**Required work**. Count the lines in the material below that contain the string "rock", treating uppercase and lowercase as different, and reply with the number only.

**Available data**.
★ ★ ★ ★ ★

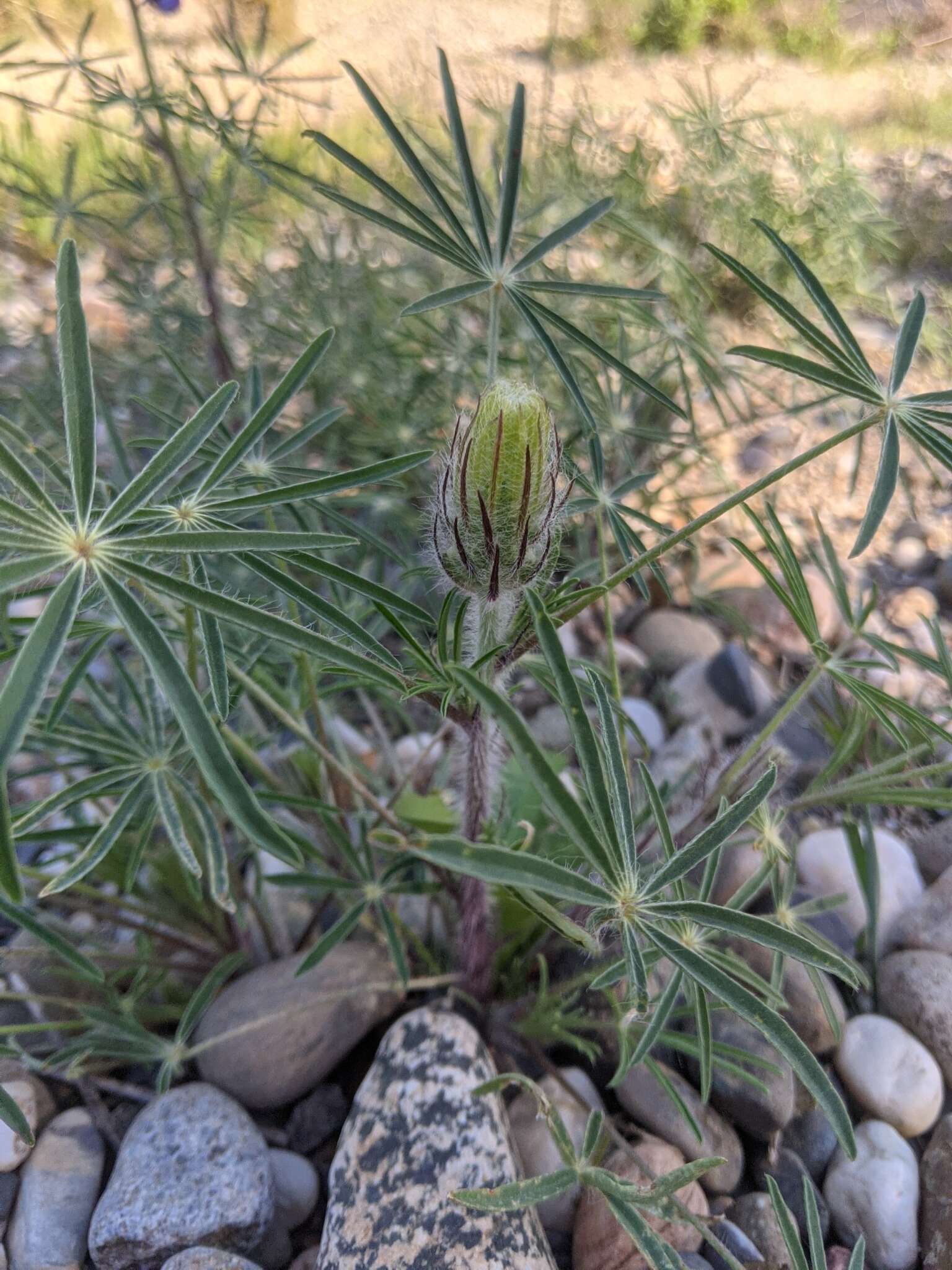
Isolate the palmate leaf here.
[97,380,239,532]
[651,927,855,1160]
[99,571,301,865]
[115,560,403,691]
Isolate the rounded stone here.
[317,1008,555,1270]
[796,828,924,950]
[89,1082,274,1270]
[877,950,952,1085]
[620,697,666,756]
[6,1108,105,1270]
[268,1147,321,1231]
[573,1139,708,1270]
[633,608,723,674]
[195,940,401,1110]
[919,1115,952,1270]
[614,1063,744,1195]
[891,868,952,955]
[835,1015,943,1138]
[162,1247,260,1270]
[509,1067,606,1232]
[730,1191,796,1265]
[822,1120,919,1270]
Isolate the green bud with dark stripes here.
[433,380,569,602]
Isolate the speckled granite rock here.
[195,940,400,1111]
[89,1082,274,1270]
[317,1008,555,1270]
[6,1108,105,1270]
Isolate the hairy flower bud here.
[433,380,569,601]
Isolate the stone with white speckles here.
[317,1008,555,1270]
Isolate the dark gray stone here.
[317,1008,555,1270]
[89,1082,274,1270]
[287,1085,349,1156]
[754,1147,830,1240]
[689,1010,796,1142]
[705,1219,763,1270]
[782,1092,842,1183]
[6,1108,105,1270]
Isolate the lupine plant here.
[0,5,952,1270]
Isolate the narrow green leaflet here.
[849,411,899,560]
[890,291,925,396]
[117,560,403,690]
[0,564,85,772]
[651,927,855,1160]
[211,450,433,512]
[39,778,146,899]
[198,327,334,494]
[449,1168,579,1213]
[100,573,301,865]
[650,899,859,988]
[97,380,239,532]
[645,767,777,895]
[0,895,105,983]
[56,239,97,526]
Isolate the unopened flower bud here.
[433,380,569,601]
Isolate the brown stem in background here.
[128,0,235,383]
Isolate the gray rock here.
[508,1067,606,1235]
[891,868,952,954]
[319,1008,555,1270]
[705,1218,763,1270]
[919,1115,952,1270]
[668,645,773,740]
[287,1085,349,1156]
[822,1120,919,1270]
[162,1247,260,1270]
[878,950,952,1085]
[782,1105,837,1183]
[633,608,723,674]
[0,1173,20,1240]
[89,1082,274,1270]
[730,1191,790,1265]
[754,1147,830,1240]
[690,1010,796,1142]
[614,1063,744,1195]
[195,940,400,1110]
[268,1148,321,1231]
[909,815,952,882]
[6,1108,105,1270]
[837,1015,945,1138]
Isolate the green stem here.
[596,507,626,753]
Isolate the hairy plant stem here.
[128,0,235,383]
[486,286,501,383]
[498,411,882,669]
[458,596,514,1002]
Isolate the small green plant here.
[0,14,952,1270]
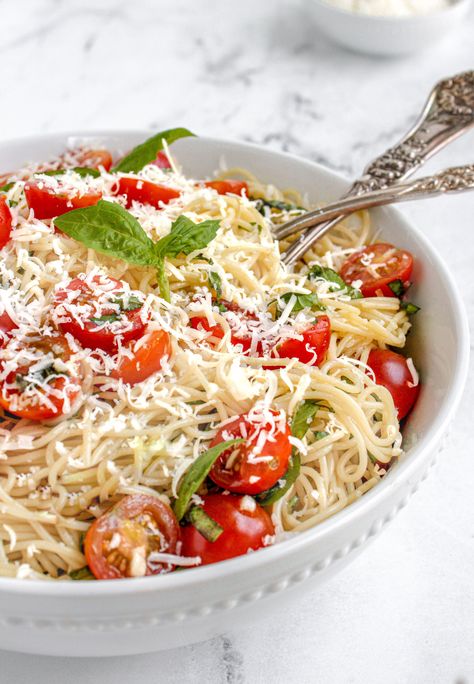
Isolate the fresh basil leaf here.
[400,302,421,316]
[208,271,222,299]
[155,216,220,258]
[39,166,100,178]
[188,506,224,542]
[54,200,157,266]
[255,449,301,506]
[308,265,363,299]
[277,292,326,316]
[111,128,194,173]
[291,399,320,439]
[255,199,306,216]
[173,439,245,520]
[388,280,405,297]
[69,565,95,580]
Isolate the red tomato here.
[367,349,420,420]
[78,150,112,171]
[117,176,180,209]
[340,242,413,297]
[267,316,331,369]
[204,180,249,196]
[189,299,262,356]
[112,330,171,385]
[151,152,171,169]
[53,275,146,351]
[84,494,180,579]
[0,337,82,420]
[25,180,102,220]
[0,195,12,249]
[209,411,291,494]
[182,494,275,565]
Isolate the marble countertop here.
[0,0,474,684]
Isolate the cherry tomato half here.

★ ★ ★ ★ ★

**The reply**. 2